* ASSIGNMENT: Count every line in the entries that contains "target". Report that count alone.

* INFORMATION:
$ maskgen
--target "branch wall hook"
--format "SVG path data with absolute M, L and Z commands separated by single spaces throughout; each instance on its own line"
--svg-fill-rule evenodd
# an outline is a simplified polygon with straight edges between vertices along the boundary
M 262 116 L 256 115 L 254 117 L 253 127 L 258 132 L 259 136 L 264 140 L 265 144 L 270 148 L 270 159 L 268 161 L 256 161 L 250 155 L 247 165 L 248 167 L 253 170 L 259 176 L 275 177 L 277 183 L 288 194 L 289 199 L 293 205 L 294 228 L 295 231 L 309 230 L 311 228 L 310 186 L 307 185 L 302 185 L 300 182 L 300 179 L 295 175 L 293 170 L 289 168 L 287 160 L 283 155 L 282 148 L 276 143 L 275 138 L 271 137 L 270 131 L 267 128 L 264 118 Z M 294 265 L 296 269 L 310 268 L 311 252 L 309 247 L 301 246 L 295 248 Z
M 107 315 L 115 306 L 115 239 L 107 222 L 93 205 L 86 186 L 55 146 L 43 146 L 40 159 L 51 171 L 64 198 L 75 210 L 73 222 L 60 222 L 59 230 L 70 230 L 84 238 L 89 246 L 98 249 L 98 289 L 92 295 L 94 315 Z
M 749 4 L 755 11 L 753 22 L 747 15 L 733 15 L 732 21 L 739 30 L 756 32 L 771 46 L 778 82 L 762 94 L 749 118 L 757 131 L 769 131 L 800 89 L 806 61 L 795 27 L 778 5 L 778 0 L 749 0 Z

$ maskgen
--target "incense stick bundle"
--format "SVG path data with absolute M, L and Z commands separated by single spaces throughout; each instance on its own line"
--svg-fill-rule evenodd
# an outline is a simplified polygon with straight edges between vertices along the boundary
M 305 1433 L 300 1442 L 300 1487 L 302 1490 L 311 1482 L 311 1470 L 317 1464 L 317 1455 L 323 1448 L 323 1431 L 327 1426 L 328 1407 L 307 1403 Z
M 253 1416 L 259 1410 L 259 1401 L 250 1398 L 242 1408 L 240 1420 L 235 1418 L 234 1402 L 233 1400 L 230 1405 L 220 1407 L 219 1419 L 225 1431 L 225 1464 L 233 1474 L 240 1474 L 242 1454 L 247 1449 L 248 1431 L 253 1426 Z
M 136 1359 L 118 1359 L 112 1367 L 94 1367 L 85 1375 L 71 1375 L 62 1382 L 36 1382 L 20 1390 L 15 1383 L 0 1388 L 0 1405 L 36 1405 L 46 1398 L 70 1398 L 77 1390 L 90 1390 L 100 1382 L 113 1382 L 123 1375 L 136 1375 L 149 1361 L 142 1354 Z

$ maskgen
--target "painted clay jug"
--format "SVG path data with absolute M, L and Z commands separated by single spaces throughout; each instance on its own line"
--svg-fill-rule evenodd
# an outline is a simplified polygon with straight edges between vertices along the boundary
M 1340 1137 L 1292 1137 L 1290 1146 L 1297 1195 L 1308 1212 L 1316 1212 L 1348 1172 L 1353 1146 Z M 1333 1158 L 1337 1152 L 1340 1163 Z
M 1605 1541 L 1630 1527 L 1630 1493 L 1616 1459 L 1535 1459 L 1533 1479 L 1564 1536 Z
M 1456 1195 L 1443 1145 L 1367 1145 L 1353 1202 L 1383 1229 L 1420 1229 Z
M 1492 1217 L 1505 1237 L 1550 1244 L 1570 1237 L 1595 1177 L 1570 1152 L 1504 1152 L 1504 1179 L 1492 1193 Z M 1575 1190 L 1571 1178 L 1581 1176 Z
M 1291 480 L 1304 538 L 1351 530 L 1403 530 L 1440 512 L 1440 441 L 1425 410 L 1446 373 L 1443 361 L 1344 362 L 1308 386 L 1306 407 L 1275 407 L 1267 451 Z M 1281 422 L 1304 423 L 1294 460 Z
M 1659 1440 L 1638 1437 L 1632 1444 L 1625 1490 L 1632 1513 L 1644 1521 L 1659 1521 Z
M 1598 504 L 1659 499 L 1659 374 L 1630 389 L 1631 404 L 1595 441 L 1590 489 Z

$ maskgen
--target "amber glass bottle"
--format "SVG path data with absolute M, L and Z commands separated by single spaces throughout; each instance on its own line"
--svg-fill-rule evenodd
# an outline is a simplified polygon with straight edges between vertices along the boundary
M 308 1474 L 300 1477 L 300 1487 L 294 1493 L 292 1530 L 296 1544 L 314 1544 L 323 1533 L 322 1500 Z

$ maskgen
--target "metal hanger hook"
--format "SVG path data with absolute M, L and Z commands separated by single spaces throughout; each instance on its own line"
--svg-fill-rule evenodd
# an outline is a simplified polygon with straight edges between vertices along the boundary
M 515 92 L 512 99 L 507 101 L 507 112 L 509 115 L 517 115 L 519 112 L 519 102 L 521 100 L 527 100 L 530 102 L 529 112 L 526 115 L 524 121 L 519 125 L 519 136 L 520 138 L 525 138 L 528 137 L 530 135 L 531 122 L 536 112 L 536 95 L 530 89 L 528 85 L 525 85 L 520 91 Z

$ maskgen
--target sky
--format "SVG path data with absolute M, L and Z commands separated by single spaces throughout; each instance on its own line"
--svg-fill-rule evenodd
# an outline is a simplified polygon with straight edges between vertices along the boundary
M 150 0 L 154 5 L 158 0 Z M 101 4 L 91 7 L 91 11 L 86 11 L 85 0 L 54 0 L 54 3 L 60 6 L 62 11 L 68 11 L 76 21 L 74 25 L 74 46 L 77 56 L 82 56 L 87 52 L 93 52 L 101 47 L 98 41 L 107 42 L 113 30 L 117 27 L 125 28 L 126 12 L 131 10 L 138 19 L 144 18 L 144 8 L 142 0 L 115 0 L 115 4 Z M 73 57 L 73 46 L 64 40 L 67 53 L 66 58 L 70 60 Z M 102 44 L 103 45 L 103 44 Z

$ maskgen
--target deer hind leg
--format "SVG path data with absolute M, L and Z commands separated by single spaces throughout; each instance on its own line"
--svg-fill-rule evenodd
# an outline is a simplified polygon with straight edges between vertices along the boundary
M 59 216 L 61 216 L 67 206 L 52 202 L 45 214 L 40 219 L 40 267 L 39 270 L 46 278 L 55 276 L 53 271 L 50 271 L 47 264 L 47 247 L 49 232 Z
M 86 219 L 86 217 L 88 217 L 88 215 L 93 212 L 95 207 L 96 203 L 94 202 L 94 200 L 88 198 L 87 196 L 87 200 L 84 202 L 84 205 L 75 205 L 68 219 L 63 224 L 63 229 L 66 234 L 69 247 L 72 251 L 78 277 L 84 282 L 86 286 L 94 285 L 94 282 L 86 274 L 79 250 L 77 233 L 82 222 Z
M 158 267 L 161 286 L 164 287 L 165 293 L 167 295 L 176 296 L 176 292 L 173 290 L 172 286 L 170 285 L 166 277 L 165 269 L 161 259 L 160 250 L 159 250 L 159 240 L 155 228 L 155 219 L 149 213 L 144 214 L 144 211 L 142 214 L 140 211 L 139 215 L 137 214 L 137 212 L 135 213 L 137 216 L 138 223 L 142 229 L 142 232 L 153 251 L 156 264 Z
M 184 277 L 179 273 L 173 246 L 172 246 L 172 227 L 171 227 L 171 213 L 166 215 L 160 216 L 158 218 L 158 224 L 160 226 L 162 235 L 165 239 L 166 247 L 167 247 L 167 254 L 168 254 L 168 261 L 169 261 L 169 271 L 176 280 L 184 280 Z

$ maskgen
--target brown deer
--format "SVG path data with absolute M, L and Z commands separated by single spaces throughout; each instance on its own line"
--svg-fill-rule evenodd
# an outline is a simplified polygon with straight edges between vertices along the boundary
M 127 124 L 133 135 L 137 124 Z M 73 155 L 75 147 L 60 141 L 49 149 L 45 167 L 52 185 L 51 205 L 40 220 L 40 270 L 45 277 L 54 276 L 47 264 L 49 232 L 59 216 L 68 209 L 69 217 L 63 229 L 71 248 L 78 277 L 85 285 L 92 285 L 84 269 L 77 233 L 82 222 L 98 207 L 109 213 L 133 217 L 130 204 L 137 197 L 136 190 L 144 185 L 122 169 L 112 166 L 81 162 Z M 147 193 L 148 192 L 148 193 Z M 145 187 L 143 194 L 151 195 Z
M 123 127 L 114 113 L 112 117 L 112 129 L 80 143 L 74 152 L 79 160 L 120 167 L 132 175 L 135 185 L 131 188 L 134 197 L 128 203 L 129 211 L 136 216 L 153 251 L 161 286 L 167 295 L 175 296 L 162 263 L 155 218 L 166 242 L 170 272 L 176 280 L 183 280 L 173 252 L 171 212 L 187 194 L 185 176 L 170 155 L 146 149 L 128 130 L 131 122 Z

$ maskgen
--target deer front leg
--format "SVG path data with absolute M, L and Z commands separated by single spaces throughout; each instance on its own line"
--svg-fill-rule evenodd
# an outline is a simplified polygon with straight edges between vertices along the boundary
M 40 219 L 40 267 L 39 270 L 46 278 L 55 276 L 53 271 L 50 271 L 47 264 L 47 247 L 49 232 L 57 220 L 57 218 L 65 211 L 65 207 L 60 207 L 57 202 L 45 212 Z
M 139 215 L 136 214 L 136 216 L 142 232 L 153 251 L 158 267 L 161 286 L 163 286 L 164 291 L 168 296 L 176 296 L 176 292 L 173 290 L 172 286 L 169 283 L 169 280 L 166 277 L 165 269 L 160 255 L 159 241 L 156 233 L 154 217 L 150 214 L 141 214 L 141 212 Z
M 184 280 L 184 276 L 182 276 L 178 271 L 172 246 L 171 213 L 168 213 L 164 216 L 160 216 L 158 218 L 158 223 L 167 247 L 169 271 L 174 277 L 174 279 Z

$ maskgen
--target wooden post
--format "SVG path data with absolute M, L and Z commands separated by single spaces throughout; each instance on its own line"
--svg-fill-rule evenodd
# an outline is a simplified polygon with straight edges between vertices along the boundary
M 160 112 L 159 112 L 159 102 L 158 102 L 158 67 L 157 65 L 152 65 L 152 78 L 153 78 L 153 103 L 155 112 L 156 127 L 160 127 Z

* ANSWER SECTION: 10